*Excerpt provided*.
** Begin **

Neither way is perfect, so if you have any other ideas I'm all ears.

> > (We do need to do some extra housekeeping in audit_signal_info() to
> > deal with the case where nobody asks for AUDIT_SIGNAL_INFO2 -
> > basically if audit_sig_cid is not NULL we should drop a reference
> > before assigning it a new object pointer, and of course we would need
> > to set audit_sig_cid to NULL in audit_receive_msg() after sending it
> > up to userspace and dropping the extra ref.)
Richard Guy Briggs Feb. 4, 2020, 11:14 p.m. UTC | #6
On 2020-01-23 16:35, Paul Moore wrote:
> On Thu, Jan 23, 2020 at 3:04 PM Richard Guy Briggs <rgb@redhat.com> wrote:
> > On 2020-01-23 12:09, Paul Moore wrote:
> > > On Thu, Jan 23, 2020 at 11:29 AM Richard Guy Briggs <rgb@redhat.com> wrote:
> > > > On 2020-01-22 16:28, Paul Moore wrote:
> > > > > On Tue, Dec 31, 2019 at 2:50 PM Richard Guy Briggs <rgb@redhat.com> wrote:
> > > > > >
> > > > > > Add audit container identifier support to the action of signalling the
> > > > > > audit daemon.
> > > > > >
> > > > > > Since this would need to add an element to the audit_sig_info struct,
> > > > > > a new record type AUDIT_SIGNAL_INFO2 was created with a new
> > > > > > audit_sig_info2 struct.  Corresponding support is required in the
> > > > > > userspace code to reflect the new record request and reply type.
> > > > > > An older userspace won't break since it won't know to request this
> > > > > > record type.
> > > > > >
> > > > > > Signed-off-by: Richard Guy Briggs <rgb@redhat.com>
> > > > > > ---
> > > > > >  include/linux/audit.h       |  7 +++++++
> > > > > >  include/uapi/linux/audit.h  |  1 +
> > > > > >  kernel/audit.c              | 35 +++++++++++++++++++++++++++++++++++
> > > > > >  kernel/audit.h              |  1 +
> > > > > >  security/selinux/nlmsgtab.c |  1 +
> > > > > >  5 files changed, 45 insertions(+)
> > > > >
> > > > > ...
> > > > >
> > > > > > diff --git a/kernel/audit.c b/kernel/audit.c
> > > > > > index 0871c3e5d6df..51159c94041c 100644
> > > > > > --- a/kernel/audit.c
> > > > > > +++ b/kernel/audit.c
> > > > > > @@ -126,6 +126,14 @@ struct auditd_connection {
> > > > > >  kuid_t         audit_sig_uid = INVALID_UID;
> > > > > >  pid_t          audit_sig_pid = -1;
> > > > > >  u32            audit_sig_sid = 0;
> > > > > > +/* Since the signal information is stored in the record buffer at the
> > > > > > + * time of the signal, but not retrieved until later, there is a chance
> > > > > > + * that the last process in the container could terminate before the
> > > > > > + * signal record is delivered.  In this circumstance, there is a chance
> > > > > > + * the orchestrator could reuse the audit container identifier, causing
> > > > > > + * an overlap of audit records that refer to the same audit container
> > > > > > + * identifier, but a different container instance.  */
> > > > > > +u64            audit_sig_cid = AUDIT_CID_UNSET;
> > > > >
> > > > > I believe we could prevent the case mentioned above by taking an
> > > > > additional reference to the audit container ID object when the signal
> > > > > information is collected, dropping it only after the signal
> > > > > information is collected by userspace or another process signals the
> > > > > audit daemon.  Yes, it would block that audit container ID from being
> > > > > reused immediately, but since we are talking about one number out of
> > > > > 2^64 that seems like a reasonable tradeoff.

** End **

*Problem statement*.
Condense the paragraph in the excerpt above that begins "Since this would need to add an element" into a short bulleted list that keeps its main facts.

*Records supplied*.
** Begin **

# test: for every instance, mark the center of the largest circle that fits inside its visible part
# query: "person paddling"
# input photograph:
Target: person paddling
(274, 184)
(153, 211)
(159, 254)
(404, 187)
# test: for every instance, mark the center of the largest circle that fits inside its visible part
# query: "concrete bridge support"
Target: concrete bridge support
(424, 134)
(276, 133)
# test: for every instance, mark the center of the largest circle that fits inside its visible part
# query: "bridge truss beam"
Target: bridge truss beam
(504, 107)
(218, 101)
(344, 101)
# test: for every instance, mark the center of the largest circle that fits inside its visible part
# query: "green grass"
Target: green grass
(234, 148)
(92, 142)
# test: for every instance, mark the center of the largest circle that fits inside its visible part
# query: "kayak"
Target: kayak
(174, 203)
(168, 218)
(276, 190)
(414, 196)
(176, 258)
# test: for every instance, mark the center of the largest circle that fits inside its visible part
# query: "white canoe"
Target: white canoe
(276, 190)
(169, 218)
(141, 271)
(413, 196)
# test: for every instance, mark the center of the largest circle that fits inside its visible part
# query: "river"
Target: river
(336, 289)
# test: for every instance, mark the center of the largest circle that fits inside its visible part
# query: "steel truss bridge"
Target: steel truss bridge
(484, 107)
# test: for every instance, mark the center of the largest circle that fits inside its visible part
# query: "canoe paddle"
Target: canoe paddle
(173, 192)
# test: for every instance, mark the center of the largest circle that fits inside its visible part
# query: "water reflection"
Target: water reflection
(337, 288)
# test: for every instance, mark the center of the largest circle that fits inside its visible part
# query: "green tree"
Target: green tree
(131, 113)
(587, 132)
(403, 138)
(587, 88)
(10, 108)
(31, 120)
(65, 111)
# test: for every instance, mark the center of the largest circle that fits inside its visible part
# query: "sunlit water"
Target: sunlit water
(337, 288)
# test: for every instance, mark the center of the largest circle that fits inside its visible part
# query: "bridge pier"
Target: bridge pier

** End **

*Complete response*.
- Adding an element to the audit_sig_info struct led to a new record type, AUDIT_SIGNAL_INFO2, with a new audit_sig_info2 struct.
- Userspace code needs matching support for the new record request and reply type.
- Older userspace won't break, because it won't know to request this record type.